_PROBLEM DETAILS_:
Please reproduce the entries below word for word, starting with the line that contains "of the balcony" and ending with the last line of the entries, both lines included. Give only those lines.

-- BEGIN DATASET RECORDS --

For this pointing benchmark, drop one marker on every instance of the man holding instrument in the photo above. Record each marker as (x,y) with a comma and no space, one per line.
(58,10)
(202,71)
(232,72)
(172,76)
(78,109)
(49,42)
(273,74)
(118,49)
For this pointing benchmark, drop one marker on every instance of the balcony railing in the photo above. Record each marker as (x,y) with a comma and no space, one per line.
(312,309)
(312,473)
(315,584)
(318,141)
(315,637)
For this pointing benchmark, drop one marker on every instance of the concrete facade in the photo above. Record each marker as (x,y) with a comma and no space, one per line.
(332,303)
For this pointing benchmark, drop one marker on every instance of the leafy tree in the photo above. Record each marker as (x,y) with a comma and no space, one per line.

-- END DATASET RECORDS --

_WRITTEN SOLUTION_:
For this pointing benchmark, drop one marker on every instance of the balcony railing in the photo above. Record each marker as (x,y) with a comma and no space, one per line.
(312,309)
(312,473)
(315,584)
(318,141)
(315,637)
For this pointing benchmark, drop one marker on every instance of the concrete facade in the photo above. Record each marker as (x,y) with a comma and no space, one per line.
(332,303)
For this pointing benchmark, drop one marker on every instance of the leafy tree in the photo above. Record each marker as (x,y) with a comma and no space, one per line.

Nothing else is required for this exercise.